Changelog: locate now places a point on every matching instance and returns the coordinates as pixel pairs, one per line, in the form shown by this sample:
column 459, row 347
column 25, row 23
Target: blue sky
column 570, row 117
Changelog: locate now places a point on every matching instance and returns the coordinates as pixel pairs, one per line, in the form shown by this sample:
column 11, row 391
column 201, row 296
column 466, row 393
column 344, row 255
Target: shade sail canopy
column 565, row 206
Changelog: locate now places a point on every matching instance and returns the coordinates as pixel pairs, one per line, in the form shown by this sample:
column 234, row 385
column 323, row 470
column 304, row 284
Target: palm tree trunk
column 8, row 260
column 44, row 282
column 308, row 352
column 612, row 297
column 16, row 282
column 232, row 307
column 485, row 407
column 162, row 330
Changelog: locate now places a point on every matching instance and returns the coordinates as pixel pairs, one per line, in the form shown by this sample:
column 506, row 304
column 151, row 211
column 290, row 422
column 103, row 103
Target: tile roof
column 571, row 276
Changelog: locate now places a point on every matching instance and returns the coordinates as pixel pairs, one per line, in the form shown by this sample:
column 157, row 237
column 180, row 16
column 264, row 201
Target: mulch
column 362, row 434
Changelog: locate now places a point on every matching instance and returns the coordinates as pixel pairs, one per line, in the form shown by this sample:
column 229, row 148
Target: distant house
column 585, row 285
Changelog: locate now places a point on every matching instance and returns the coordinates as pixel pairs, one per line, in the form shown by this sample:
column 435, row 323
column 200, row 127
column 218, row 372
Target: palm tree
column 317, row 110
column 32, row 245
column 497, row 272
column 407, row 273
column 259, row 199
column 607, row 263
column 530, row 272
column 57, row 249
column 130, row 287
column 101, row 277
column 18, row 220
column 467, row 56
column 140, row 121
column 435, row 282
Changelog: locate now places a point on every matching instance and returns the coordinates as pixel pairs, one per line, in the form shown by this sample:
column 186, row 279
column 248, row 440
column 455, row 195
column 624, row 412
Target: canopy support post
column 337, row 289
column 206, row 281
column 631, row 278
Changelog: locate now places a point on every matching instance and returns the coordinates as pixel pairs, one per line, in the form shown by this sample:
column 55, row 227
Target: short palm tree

§ Short exercise
Please reproduce the whole listing above word for word, keeping each line as it appears.

§ Output of the exercise
Changelog: locate now places a point on every matching instance and returns the coordinates as pixel pairs, one per line, in the form shown by this sample:
column 459, row 347
column 25, row 23
Target: blue sky
column 570, row 117
Changelog: locate now places a point on every matching instance and returns the coordinates as pixel pairs, one per line, in the form shown by this sample:
column 11, row 391
column 201, row 296
column 466, row 393
column 344, row 255
Target: shade sail canopy
column 565, row 206
Changelog: locate now places a point on every matching instance and returns the coordinates as pixel pairs, one per line, in the form shown by this sample:
column 234, row 385
column 323, row 470
column 304, row 284
Target: palm tree trunk
column 8, row 260
column 44, row 282
column 308, row 352
column 612, row 297
column 16, row 282
column 232, row 307
column 485, row 407
column 162, row 330
Changelog: locate now places a point on every matching instance and returns the coordinates as pixel pairs, one per line, in the form shown by this sample:
column 506, row 304
column 151, row 211
column 290, row 422
column 103, row 103
Target: tile roof
column 571, row 276
Changelog: locate now places a point on every matching instance and returns the coordinates as pixel pairs, one per line, in the form shown by this sample:
column 157, row 237
column 180, row 16
column 264, row 201
Target: mulch
column 362, row 434
Changelog: locate now places a point on every matching instance and returns the coordinates as pixel pairs, one per line, in the form shown by this sample:
column 229, row 148
Target: distant house
column 585, row 285
Changelog: locate now places a point on every matching instance and returns the coordinates as pixel pairs, one per line, in the form shown by this sample:
column 435, row 323
column 200, row 127
column 218, row 372
Target: palm tree
column 317, row 110
column 32, row 245
column 497, row 272
column 407, row 273
column 259, row 199
column 607, row 263
column 530, row 272
column 57, row 249
column 130, row 287
column 101, row 277
column 18, row 220
column 467, row 56
column 140, row 121
column 435, row 282
Changelog: locate now places a point on every matching instance and returns the coordinates as pixel pairs, one per line, in the form shown by this sample:
column 186, row 279
column 248, row 440
column 455, row 195
column 624, row 412
Target: canopy support post
column 337, row 289
column 206, row 281
column 631, row 278
Changelog: locate now places a point on every matching instance and returns the coordinates as pixel pairs, one per line, in the form shown by this sample:
column 55, row 227
Target: short palm tree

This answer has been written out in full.